Repeat verbatim, and only, the lines of the data below, beginning at the line that contains "negative clicks: (224, 602)" and stopping after the line that contains "522L106 514L93 511L87".

#### EXERCISE MATERIAL

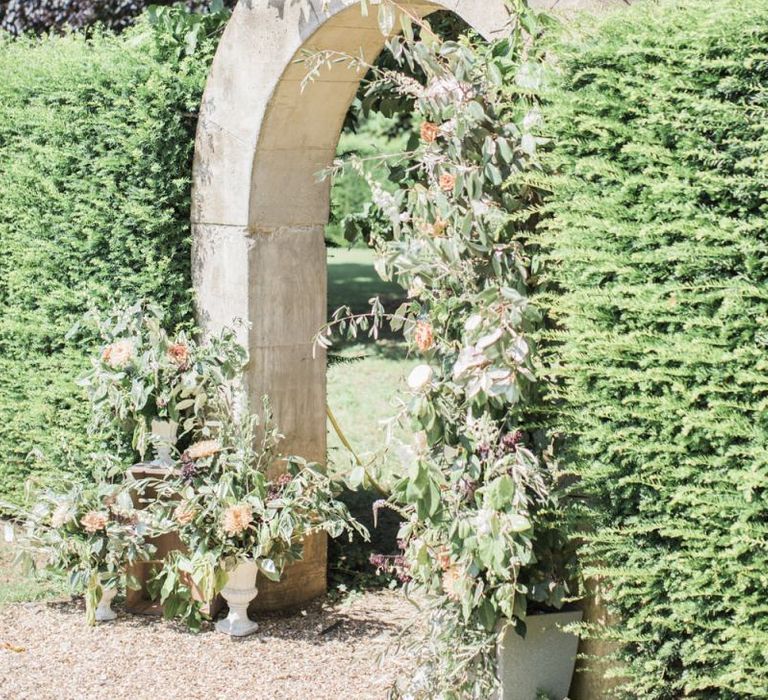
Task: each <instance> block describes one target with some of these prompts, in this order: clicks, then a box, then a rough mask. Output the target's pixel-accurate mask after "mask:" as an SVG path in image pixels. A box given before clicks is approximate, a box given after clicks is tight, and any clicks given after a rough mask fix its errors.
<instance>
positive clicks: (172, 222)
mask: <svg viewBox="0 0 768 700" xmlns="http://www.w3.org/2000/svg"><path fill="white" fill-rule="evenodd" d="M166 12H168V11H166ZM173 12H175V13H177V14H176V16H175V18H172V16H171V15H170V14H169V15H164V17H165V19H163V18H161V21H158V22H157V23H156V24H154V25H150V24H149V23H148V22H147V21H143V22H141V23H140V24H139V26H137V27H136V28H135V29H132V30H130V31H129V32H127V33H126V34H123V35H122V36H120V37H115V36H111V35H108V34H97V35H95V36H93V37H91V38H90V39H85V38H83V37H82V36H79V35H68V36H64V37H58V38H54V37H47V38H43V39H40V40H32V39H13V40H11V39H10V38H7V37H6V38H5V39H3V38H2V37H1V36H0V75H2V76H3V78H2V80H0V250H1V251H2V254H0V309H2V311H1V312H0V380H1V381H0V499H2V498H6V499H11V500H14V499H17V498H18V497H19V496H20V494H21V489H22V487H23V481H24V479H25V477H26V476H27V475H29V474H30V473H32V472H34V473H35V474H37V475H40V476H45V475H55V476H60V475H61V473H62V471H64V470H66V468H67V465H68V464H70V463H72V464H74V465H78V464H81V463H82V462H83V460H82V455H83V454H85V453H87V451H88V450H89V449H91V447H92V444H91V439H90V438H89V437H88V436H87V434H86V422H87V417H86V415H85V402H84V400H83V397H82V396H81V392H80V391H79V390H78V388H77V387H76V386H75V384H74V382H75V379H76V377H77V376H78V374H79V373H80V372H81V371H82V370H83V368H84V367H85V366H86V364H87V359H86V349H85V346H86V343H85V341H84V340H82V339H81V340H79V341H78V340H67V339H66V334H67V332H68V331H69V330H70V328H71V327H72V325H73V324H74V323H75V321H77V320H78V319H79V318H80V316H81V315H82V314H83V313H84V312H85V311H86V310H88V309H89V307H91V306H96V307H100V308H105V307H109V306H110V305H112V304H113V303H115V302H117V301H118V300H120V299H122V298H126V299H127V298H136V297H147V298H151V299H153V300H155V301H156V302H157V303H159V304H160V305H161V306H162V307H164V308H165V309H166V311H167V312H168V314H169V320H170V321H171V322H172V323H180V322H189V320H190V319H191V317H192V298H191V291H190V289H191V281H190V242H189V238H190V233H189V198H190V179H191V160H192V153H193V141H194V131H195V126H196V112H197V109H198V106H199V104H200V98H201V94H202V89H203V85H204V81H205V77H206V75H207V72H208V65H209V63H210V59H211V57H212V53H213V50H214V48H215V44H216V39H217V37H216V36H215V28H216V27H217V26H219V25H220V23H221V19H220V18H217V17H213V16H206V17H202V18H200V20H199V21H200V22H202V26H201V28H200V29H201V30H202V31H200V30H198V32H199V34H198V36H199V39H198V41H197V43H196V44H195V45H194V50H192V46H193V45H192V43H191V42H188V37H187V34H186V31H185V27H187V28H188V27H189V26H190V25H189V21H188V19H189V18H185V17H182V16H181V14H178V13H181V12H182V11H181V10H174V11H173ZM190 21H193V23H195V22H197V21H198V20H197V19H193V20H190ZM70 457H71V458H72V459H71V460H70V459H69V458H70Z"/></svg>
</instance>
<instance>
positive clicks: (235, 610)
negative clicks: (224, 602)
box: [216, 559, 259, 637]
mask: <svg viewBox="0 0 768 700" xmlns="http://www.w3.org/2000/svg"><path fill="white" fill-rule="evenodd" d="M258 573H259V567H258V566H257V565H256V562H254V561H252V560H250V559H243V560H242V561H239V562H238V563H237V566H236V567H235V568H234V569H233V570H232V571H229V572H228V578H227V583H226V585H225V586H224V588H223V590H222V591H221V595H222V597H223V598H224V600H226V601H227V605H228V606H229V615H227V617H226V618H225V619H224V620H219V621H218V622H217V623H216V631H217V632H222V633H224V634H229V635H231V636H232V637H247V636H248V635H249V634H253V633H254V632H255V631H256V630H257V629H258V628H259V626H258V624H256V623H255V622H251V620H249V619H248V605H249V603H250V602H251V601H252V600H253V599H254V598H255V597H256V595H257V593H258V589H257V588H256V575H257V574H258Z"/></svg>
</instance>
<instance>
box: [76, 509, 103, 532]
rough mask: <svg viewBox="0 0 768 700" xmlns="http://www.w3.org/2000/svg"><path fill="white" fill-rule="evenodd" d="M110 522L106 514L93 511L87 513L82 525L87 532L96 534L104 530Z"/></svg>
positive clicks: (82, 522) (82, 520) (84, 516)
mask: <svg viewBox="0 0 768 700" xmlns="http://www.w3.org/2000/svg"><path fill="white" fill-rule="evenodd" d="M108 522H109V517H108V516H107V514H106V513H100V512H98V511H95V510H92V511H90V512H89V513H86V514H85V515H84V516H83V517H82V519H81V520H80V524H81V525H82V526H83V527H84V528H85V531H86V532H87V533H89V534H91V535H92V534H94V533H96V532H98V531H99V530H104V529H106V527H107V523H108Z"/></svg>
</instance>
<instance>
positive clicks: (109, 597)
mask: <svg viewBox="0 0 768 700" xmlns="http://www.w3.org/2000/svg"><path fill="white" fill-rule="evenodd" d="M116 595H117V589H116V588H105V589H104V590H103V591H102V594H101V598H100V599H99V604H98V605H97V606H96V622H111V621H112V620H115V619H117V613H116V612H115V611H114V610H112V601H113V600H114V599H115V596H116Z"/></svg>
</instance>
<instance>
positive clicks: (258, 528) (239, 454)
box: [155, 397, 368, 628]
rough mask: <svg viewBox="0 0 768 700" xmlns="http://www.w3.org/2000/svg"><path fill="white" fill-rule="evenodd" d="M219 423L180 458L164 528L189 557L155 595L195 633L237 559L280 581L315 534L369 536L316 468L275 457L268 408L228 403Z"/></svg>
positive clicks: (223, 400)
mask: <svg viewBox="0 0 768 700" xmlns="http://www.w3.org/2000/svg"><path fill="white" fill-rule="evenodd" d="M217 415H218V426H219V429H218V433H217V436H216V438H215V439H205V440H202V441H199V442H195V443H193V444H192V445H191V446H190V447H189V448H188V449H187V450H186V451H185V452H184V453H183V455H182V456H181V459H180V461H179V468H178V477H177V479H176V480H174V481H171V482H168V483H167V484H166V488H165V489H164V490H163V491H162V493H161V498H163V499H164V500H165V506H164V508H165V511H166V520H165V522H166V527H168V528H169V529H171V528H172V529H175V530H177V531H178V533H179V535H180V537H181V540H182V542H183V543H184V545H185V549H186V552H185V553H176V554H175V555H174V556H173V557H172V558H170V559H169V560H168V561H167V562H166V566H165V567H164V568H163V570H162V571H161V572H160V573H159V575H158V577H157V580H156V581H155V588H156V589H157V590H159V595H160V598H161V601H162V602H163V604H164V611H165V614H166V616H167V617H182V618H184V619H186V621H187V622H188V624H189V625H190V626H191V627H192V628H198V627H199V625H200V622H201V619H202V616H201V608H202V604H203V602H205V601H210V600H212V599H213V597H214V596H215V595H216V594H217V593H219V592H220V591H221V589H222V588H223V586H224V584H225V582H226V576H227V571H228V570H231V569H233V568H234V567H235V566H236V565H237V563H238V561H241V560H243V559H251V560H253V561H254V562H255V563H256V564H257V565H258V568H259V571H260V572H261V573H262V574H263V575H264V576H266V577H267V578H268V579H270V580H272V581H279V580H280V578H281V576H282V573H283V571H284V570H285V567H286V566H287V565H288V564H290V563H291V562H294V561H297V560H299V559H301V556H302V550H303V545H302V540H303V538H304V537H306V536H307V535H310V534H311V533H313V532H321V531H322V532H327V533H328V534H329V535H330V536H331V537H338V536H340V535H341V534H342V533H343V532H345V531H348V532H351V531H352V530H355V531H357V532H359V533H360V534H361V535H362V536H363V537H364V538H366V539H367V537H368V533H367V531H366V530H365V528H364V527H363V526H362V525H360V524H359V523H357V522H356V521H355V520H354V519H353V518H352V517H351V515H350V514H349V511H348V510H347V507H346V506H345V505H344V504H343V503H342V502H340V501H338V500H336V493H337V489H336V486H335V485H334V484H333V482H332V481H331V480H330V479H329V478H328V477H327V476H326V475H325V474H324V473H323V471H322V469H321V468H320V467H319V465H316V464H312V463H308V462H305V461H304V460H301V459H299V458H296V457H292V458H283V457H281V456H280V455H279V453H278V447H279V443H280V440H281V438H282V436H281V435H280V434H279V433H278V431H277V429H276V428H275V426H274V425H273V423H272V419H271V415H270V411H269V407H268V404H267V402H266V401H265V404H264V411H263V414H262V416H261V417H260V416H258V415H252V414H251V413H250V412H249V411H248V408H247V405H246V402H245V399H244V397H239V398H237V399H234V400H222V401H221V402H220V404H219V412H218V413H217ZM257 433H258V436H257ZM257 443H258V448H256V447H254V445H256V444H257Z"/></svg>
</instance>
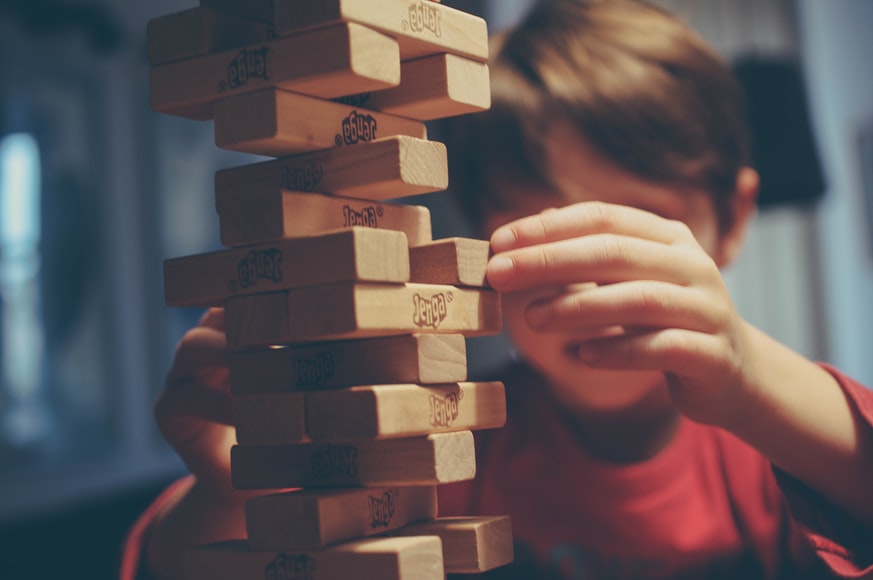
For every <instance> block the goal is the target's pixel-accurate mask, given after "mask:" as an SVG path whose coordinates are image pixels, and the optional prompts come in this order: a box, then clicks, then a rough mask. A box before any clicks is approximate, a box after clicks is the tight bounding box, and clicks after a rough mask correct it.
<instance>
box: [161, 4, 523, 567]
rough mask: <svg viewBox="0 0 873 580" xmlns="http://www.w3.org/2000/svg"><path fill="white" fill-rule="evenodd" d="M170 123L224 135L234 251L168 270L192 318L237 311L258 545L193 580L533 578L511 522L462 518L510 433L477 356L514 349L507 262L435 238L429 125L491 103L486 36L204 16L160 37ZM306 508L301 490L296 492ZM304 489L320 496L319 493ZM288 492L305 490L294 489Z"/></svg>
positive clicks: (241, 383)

########

TASK RESPONSE —
negative clicks: (224, 602)
box: [216, 559, 259, 637]
mask: <svg viewBox="0 0 768 700" xmlns="http://www.w3.org/2000/svg"><path fill="white" fill-rule="evenodd" d="M258 573H259V567H258V566H257V565H256V562H254V561H252V560H250V559H243V560H242V561H239V562H238V563H237V566H236V567H235V568H234V569H233V570H232V571H229V572H228V578H227V583H226V585H225V586H224V588H223V590H222V591H221V595H222V597H223V598H224V600H226V601H227V605H228V606H229V615H227V617H226V618H225V619H224V620H219V621H218V622H217V623H216V631H217V632H222V633H224V634H229V635H231V636H232V637H247V636H248V635H249V634H253V633H254V632H255V631H256V630H257V629H258V628H259V626H258V624H256V623H255V622H251V620H249V619H248V605H249V603H250V602H251V601H252V600H253V599H254V598H255V597H256V595H257V593H258V589H257V588H256V575H257V574H258Z"/></svg>
</instance>
<instance>
box: [76, 509, 103, 532]
rough mask: <svg viewBox="0 0 768 700" xmlns="http://www.w3.org/2000/svg"><path fill="white" fill-rule="evenodd" d="M110 522L106 514L93 511L87 513L82 525L87 532L96 534L104 530Z"/></svg>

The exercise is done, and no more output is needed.